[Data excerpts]
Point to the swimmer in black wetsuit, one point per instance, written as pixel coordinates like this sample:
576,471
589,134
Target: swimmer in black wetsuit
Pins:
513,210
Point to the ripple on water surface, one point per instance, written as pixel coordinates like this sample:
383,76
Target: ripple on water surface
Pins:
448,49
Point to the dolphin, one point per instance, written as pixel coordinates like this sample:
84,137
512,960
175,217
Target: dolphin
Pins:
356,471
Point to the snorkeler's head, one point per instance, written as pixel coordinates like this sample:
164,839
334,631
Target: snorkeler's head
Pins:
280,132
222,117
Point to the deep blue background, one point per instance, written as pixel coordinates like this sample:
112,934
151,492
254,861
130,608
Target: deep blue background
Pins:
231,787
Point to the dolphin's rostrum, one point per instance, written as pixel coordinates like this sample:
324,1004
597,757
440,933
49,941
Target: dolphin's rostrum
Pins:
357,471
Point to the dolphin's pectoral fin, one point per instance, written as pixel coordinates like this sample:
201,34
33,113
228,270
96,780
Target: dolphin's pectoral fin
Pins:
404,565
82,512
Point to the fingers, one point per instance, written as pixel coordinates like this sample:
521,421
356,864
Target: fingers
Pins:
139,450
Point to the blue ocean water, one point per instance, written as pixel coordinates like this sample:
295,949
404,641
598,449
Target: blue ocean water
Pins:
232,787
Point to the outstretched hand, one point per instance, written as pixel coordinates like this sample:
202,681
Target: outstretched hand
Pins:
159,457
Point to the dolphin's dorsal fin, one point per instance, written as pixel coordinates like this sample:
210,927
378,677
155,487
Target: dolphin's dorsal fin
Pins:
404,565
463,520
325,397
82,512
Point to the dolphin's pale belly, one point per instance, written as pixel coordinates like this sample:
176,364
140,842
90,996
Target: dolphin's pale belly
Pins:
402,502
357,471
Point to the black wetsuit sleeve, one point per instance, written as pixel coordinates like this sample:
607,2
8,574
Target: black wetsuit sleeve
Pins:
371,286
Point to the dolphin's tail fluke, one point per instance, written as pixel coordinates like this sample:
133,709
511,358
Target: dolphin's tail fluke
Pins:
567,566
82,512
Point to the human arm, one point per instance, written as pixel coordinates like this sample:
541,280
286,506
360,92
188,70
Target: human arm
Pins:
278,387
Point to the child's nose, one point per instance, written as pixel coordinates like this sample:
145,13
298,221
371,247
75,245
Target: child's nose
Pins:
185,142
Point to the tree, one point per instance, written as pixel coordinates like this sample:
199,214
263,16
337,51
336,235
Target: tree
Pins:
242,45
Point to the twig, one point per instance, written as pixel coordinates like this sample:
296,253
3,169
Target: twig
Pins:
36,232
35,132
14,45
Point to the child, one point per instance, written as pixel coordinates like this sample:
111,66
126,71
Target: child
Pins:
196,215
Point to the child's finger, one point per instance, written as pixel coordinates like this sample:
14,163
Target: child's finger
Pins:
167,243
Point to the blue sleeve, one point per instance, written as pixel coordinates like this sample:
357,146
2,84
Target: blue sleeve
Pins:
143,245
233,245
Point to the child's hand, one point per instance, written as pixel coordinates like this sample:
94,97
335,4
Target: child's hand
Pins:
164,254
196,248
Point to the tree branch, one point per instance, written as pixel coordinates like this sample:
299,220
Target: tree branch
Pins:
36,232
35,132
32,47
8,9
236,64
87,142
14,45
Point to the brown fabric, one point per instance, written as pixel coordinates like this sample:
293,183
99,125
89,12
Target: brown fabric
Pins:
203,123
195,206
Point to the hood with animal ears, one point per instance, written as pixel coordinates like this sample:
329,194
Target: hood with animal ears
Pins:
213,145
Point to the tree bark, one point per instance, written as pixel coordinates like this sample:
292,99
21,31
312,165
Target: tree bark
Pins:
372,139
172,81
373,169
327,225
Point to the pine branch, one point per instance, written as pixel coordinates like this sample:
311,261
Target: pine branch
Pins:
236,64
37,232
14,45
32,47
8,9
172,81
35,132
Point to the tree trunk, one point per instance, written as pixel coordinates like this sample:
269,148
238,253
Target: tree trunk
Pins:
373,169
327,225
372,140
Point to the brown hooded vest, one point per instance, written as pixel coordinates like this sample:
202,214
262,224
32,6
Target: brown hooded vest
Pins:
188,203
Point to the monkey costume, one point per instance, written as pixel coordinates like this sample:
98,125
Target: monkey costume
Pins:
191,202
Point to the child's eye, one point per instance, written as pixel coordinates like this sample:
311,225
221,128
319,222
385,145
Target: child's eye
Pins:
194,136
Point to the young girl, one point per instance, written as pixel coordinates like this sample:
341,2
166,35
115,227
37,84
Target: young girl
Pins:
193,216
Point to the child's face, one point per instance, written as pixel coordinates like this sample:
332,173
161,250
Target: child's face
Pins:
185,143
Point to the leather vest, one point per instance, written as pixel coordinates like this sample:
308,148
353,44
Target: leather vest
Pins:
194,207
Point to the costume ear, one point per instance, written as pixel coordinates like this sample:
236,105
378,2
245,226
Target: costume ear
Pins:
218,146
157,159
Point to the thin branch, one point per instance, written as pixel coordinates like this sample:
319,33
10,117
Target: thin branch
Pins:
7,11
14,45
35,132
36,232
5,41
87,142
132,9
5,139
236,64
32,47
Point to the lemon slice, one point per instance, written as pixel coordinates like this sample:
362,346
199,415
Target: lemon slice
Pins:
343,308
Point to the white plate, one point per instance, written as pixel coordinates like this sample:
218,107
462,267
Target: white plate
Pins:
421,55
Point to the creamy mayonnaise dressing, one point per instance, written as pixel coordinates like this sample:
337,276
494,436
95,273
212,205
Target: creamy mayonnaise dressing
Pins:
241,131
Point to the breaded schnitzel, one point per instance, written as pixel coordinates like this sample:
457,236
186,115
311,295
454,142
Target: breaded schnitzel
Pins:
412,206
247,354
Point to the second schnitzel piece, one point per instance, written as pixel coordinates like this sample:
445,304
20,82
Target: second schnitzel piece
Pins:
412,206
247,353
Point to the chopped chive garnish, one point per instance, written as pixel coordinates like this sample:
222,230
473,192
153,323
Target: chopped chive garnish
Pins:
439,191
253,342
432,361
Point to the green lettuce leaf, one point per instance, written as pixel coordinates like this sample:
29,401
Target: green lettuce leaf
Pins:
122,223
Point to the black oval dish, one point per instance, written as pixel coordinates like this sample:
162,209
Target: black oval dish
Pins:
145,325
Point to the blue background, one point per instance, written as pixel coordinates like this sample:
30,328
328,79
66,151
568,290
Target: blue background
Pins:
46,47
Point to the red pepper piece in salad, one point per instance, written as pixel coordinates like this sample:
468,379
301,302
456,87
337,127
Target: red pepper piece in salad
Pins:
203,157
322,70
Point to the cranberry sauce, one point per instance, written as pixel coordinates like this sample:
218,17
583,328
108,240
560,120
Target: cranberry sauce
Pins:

### What to do:
Scan the records above for the string "nose", then select every line that holds it.

### Response box:
Point to the child's nose, one point per instance, written as pixel coordinates like this sample:
Target: child's nose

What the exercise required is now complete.